EXERCISE TASK A:
Please write out the concert review below word for word.

PAGE EXTRACT:
The new song Sweet neo-con, interpreted as highly critical of the current US government, was missing from the set. Perhaps the “Stones” have seen more than their share of concert brawls and nowadays prefer to spread harmony instead of political statements.  

Show highlights included the song Night time is the right time, a tribute to Ray Charles featuring back-up singer Lisa Fisher. For the song Miss you, the entire band was transported to the rear of the main floor on a smaller stage that traveled along rails. Surrounded by fans on all sides gave this part of the show a feeling of watching the band in a small, intimate club setting.

Considering their amazing resilience, the “Stones” could probably go on like this until most of their fans are well into retirement. But should they? Well, I have come to the conclusion that I hope they will not. Not because one can only speculate how expensive their shows will become, considering that my ticket showed a price of $160 (thank god for press passes) and the Seattle PI reported secondhand tickets sold as high as $3.400 each.

RECORD SET:

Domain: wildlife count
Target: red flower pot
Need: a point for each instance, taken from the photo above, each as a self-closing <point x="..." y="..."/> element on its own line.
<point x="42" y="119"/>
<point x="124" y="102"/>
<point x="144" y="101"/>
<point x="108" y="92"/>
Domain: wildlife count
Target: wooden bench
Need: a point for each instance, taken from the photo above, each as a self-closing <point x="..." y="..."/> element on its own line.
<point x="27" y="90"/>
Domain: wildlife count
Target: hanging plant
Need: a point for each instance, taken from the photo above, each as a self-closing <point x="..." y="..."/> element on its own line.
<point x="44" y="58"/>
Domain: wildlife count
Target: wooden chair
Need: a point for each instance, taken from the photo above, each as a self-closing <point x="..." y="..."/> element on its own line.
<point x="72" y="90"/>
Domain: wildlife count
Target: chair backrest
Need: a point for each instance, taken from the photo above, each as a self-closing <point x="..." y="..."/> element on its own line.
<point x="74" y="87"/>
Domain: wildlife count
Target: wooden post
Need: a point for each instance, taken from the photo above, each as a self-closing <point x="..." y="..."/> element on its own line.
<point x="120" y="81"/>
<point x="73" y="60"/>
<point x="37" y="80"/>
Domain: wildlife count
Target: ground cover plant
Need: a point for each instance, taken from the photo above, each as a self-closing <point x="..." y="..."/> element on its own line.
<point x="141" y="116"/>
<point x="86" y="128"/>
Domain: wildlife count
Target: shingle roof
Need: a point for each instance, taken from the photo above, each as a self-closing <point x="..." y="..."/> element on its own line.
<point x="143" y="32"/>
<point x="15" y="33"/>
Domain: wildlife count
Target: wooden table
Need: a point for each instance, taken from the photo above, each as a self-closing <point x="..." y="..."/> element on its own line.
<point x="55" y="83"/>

EXERCISE TASK B:
Revise the listing above, putting "object count" in place of every "wildlife count" and leaving everything else as it is.

TASK ANSWER A:
The new song Sweet neo-con, interpreted as highly critical of the current US government, was missing from the set. Perhaps the “Stones” have seen more than their share of concert brawls and nowadays prefer to spread harmony instead of political statements.  

Show highlights included the song Night time is the right time, a tribute to Ray Charles featuring back-up singer Lisa Fisher. For the song Miss you, the entire band was transported to the rear of the main floor on a smaller stage that traveled along rails. Surrounded by fans on all sides gave this part of the show a feeling of watching the band in a small, intimate club setting.

Considering their amazing resilience, the “Stones” could probably go on like this until most of their fans are well into retirement. But should they? Well, I have come to the conclusion that I hope they will not. Not because one can only speculate how expensive their shows will become, considering that my ticket showed a price of $160 (thank god for press passes) and the Seattle PI reported secondhand tickets sold as high as $3.400 each.

TASK ANSWER B:
Domain: object count
Target: red flower pot
Need: a point for each instance, taken from the photo above, each as a self-closing <point x="..." y="..."/> element on its own line.
<point x="42" y="119"/>
<point x="124" y="102"/>
<point x="144" y="101"/>
<point x="108" y="92"/>
Domain: object count
Target: wooden bench
Need: a point for each instance, taken from the photo above, each as a self-closing <point x="..." y="..."/> element on its own line.
<point x="27" y="90"/>
Domain: object count
Target: hanging plant
Need: a point for each instance, taken from the photo above, each as a self-closing <point x="..." y="..."/> element on its own line.
<point x="44" y="58"/>
Domain: object count
Target: wooden chair
Need: a point for each instance, taken from the photo above, each as a self-closing <point x="..." y="..."/> element on its own line.
<point x="72" y="90"/>
Domain: object count
Target: chair backrest
Need: a point for each instance, taken from the photo above, each as a self-closing <point x="..." y="..."/> element on its own line.
<point x="74" y="87"/>
Domain: object count
Target: wooden post
Need: a point for each instance, taken from the photo above, each as a self-closing <point x="..." y="..."/> element on its own line.
<point x="120" y="81"/>
<point x="73" y="60"/>
<point x="37" y="80"/>
Domain: object count
Target: ground cover plant
Need: a point for each instance, taken from the photo above, each as a self-closing <point x="..." y="..."/> element on its own line.
<point x="141" y="116"/>
<point x="86" y="128"/>
Domain: object count
Target: shingle roof
Need: a point for each instance, taken from the photo above, each as a self-closing <point x="..." y="..."/> element on its own line.
<point x="143" y="32"/>
<point x="15" y="33"/>
Domain: object count
Target: wooden table
Need: a point for each instance, taken from the photo above, each as a self-closing <point x="..." y="..."/> element on its own line.
<point x="55" y="83"/>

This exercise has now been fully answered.